Asimismo, cuando habla de su obra (y esto es particularmente evidente en el episodio 39 del ciclo “Perfiles”, del canal de YouTube: “Diálogos Programa”, conducido por Facundo Guadagno), Horacio corrige lo que debería haber escrito en tal o cual situación, destaca los capítulos que le faltan a tal o cual ensayo escriturario o incluso afirma –muy tangueramente- que tal o cual libro suyo “fue escrito a la marchanta”.

Hagamos un pequeño carraspeo, para distraer al interlocutor (en este caso al lector) con la excusa de colocar mejor la voz (en este caso el argumento). Y retomemos (un poco a la marchanta) algo que decíamos más ¿arriba? Nos reunimos a leer “La palabra encarnada. Ensayo, política y nación. Textos reunidos de Horacio González (1985-2019)”. Detengámonos en el final. El libro contiene textos escritos a lo largo treinta y cuatro años. Pero el orden de los textos no es cronológico sino temático, está ordenado a partir de siete ejes, al interior de cada uno de los cuales se anudan los tiempos y se confunden los registros de las distintas publicaciones. Se anudan los tiempos. Ejemplificándolo rápido: a un texto de 1998, sucede otro de 2013, a continuación, uno de 2003 y cierra la sección un texto de 1985 que parece una conclusión omnicomprensiva de los anterior (que en realidad es lo posterior, en diversas medidas). Se confunden los registros. Artículos publicados en distintas revistas latinoamericanas y conferencias o discursos públicos que como pequeños tesoros ponen al alcance masivo nombres, trayectorias vitales, entusiasmos políticos; se entrelazan con capítulos de algunos de sus libros extrapolados de sus ensayos de origen, e interpolados entre prólogos a distintas publicaciones –fundamentalmente reediciones- de la Editorial de la Biblioteca Nacional-. La compilación de María Pia y Guillermo es una curiosa y arbitraria manera de abismarnos en una obra oceánica.

▸ LISTADO:
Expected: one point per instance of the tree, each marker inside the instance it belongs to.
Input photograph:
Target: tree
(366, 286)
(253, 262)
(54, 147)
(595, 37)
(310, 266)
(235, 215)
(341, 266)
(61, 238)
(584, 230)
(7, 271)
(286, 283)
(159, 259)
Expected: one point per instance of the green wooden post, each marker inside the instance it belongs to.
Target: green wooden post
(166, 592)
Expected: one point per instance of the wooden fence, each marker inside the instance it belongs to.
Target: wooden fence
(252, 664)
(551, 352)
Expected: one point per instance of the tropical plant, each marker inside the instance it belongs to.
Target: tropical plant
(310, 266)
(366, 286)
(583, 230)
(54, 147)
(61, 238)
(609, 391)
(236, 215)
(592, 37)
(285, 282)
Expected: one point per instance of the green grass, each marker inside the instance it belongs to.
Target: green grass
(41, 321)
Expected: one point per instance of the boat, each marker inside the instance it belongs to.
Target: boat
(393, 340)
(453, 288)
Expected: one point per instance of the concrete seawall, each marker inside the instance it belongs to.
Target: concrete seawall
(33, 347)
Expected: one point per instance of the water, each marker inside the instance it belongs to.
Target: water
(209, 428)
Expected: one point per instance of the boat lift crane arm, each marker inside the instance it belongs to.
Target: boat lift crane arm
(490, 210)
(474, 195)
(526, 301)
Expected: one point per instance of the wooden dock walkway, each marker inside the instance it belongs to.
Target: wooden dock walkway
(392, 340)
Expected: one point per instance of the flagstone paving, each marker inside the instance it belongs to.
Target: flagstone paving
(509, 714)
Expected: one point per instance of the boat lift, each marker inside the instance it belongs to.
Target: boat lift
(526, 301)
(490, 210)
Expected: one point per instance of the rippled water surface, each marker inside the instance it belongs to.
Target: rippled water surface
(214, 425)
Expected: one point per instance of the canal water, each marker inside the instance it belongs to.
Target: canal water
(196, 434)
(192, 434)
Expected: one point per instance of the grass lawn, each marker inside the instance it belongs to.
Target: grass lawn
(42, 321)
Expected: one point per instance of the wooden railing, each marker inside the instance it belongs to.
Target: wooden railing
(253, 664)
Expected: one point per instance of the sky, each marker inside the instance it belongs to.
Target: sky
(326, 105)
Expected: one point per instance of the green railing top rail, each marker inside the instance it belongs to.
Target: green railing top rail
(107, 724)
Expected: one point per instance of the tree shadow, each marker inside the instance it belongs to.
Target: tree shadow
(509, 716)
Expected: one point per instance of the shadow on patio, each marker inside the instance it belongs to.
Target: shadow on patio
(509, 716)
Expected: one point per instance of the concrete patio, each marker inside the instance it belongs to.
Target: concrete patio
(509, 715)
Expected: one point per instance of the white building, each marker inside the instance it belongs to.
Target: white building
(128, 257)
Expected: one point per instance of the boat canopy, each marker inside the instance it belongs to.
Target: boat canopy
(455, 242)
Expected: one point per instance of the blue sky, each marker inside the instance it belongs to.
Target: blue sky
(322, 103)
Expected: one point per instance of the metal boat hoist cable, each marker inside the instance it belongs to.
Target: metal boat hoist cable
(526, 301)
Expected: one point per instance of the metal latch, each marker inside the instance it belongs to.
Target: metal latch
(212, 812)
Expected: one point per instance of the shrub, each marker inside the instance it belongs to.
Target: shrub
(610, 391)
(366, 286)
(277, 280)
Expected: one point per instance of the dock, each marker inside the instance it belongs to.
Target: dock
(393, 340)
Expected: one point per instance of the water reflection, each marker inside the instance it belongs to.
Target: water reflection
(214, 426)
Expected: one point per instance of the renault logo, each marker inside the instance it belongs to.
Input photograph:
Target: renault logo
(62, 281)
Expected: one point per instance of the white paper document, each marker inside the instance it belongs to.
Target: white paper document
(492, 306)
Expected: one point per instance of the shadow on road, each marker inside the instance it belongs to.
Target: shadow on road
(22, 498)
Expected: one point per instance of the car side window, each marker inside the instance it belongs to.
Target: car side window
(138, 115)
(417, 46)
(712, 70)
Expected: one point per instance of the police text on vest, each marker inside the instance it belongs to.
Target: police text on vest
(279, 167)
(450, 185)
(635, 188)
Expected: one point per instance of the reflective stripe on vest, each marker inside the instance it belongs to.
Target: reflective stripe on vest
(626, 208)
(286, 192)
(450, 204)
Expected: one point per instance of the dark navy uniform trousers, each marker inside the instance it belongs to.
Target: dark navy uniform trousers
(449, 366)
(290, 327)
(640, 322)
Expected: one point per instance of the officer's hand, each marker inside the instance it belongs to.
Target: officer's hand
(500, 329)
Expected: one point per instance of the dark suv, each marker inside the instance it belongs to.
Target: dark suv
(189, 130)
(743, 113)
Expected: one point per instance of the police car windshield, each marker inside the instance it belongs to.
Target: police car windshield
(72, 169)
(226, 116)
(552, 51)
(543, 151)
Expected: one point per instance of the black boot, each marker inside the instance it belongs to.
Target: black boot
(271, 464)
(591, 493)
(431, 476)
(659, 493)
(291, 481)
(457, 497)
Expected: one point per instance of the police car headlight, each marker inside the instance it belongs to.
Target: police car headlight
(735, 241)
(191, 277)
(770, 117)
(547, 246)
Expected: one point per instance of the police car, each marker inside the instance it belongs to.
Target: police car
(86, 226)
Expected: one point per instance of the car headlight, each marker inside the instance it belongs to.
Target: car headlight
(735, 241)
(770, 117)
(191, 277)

▸ TAREA 1:
Transcribe sin cambios las líneas del listado que van desde la que contiene "Expected: one point per instance of the dark navy" hasta el final del listado, ambas incluidas.
▸ TAREA 2:
Retoma el texto sobre la obra de Horacio González y continúalo a partir de su última oración.
El texto sobre la obra de Horacio González y el listado son materiales independientes entre sí.

▸ RESULTADO 1:
Expected: one point per instance of the dark navy uniform trousers, each marker inside the instance it belongs to.
Target: dark navy uniform trousers
(449, 366)
(290, 327)
(640, 322)
Expected: one point per instance of the officer's hand, each marker inside the instance it belongs to.
Target: officer's hand
(500, 329)
Expected: one point per instance of the dark suv, each marker inside the instance it belongs to.
Target: dark suv
(189, 130)
(743, 113)
Expected: one point per instance of the police car windshield, each marker inside the instance it belongs to.
Target: police car windshield
(72, 169)
(226, 116)
(552, 51)
(543, 151)
Expected: one point per instance of the black boot, each marker inside the instance it belongs to.
Target: black boot
(271, 464)
(591, 493)
(431, 476)
(659, 493)
(291, 481)
(457, 497)
Expected: one point per instance of the police car headlight, each marker inside the instance it belongs to.
Target: police car headlight
(735, 241)
(191, 277)
(770, 117)
(547, 246)
Expected: one point per instance of the police car, each marker inside the instance it belongs to.
Target: police car
(86, 226)
Expected: one point per instance of the car headlight, each marker inside the instance it belongs to.
Target: car headlight
(735, 241)
(770, 117)
(191, 277)

▸ RESULTADO 2:
La primera sección temática lleva el título “Cuestiones de método”. Si existe tal cosa como el “Método González”, este es uno de sus mojones. Aquí podemos abusar de la etimología y decir que método significa “camino hacia”. En el medio del paso en el camino hacia González, irrumpen aquellos itinerarios en que se sintetizan los conflictos de una época. Horacio distingue dos estilos: el infortunio intelectual (de Juan José Hernández Arregui, Milcíades Peña, Raúl Scalabrini Ortiz o Leopoldo Lugones) y la larga risa de las cosas (de Macedonio Fernández, Borges y Arturo Jauretche). Horacio, sin embargo, condensa ambos estilos. Infortunio: los 60 y sus polémicas ardorosas merecen su nostalgia. Risa: podría mencionarse al pasar el –artleano- título de (o invitarse a pasear por) un pequeño y curioso libro de Horacio: “El arte de viajar en taxi. Aguafuertes pasajeras”.

Otro de los materiales audiovisuales que filigranó nuestras lecturas, es el registro del tercer encuentro del ciclo “Abrir el abanico”, organizado por Diego Singer en el año 2019. Como cierre a unas atávicas consideraciones sobre el “Neoliberalismo”, y con motivo de una intervención de una de las asistentes a la actividad, se provoca un pequeño malentendido. La pregunta merodea en torno a la palabra “traición”. Pero el micrófono inalámbrico genera una interferencia, y González repregunta “¿tradición?” Tras unas risas, la interviniente replica “¡traición!”. González se distrae: “Podría haber sido traducción, también”. Ese pequeño malentendido le basta a González para referirse al malentendido entre Borges y el peronismo, y remontarse a través suyo a la larga trama de malentendidos que constituyen la nación argentina.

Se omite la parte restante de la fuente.